▶ [What this task involves]
Count the lines in the material below that contain the word "vest", treating uppercase and lowercase as different, and reply with the number alone.

▶ [Records]
■ ■ ■ ■ ■
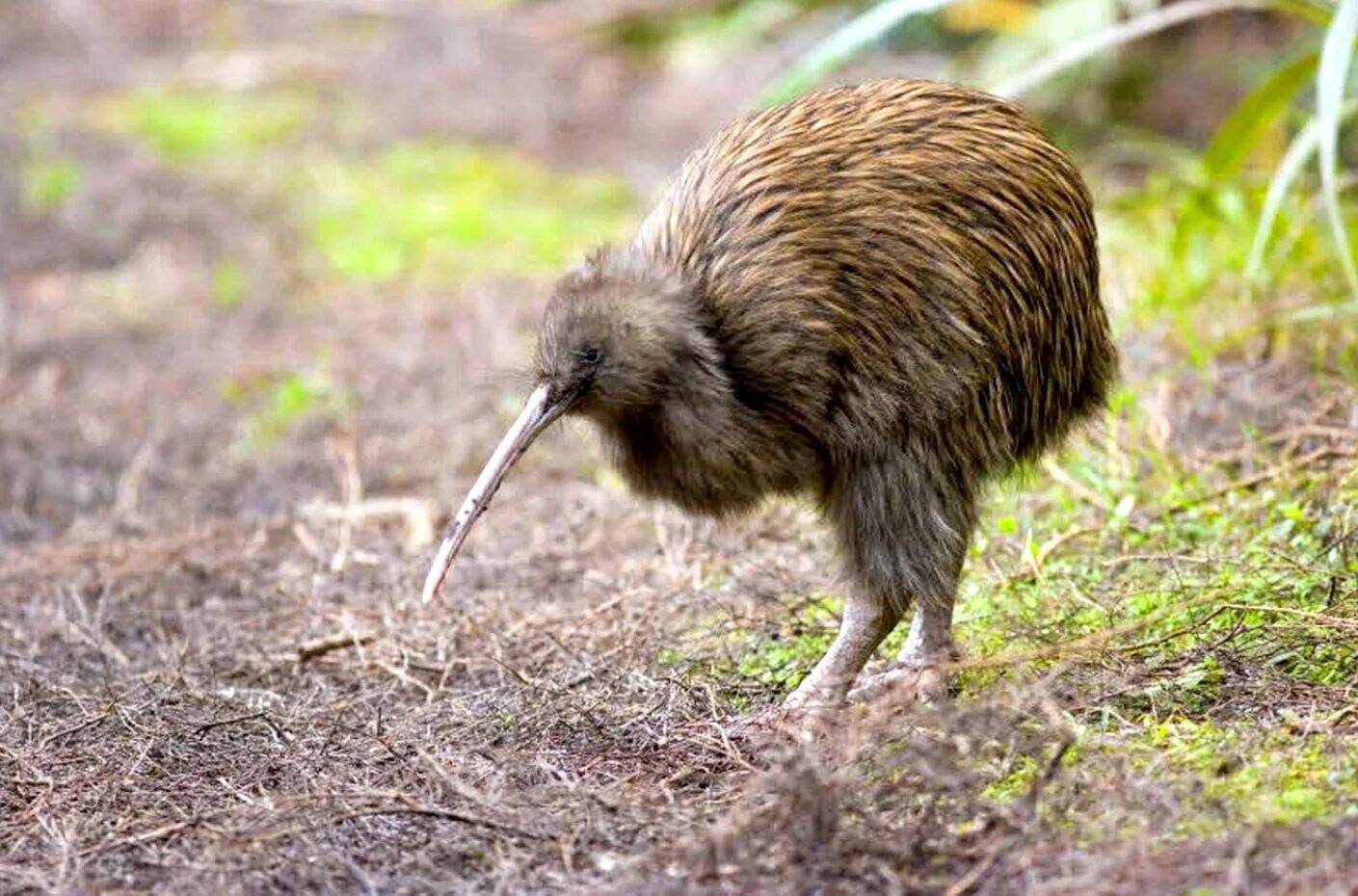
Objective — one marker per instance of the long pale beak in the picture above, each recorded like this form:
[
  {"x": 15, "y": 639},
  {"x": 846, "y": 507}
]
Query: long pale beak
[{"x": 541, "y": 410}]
■ ■ ■ ■ ■
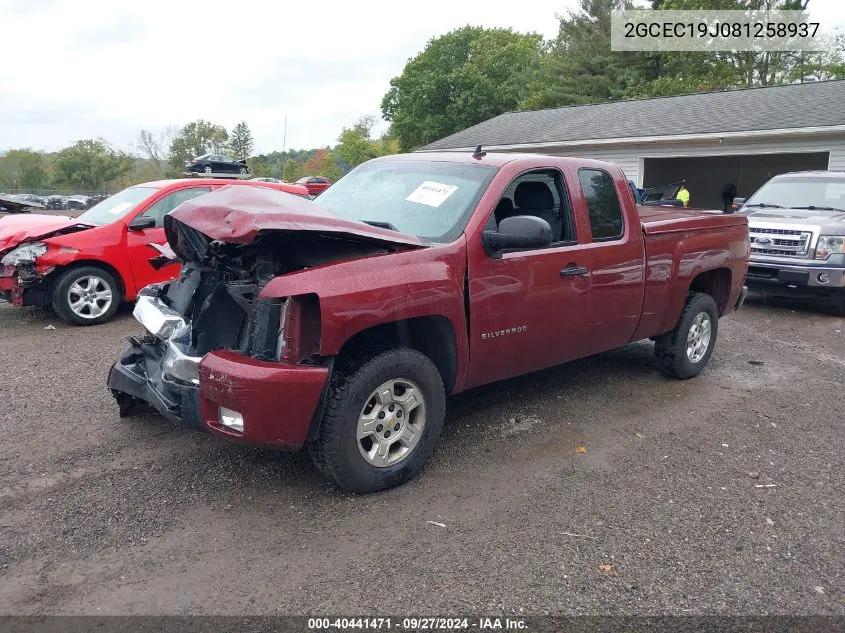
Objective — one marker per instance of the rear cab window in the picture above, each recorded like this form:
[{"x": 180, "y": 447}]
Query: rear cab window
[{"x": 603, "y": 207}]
■ ■ ■ ■ ■
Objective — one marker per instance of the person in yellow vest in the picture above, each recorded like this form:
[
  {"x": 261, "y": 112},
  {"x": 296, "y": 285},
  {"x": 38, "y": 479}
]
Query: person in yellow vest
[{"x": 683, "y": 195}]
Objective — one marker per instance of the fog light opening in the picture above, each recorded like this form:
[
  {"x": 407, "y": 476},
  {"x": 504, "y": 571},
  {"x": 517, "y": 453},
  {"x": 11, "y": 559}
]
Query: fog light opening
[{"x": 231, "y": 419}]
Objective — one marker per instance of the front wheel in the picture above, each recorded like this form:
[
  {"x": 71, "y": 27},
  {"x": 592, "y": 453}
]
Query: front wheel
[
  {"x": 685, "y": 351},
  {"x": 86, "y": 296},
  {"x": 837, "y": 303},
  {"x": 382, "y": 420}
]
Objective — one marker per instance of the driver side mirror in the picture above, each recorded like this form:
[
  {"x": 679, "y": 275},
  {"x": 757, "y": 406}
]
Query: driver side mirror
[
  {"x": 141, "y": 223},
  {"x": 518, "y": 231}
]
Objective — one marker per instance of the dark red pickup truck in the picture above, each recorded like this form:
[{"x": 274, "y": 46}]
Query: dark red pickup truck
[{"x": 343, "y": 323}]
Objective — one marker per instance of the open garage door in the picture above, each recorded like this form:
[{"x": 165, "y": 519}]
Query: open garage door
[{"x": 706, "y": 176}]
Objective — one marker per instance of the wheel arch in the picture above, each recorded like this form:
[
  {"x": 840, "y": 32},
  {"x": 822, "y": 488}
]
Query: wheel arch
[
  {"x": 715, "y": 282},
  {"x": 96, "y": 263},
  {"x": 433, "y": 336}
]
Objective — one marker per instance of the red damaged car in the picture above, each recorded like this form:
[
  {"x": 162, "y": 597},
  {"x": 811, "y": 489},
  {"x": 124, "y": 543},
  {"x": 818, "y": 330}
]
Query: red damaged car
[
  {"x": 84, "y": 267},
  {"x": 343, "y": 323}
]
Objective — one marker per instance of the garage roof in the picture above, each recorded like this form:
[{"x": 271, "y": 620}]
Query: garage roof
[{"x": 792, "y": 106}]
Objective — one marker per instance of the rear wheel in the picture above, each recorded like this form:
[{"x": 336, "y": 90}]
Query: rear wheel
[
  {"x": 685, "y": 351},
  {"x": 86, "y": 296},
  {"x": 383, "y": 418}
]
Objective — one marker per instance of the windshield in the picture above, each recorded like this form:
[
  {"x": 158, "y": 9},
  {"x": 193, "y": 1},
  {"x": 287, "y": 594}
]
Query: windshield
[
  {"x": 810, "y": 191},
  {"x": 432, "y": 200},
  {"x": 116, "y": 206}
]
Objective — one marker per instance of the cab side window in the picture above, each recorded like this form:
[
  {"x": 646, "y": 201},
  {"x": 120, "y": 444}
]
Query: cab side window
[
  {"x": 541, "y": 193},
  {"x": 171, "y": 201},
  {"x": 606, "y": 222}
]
■ ■ ■ ■ ■
▶ [Response to this exercise]
2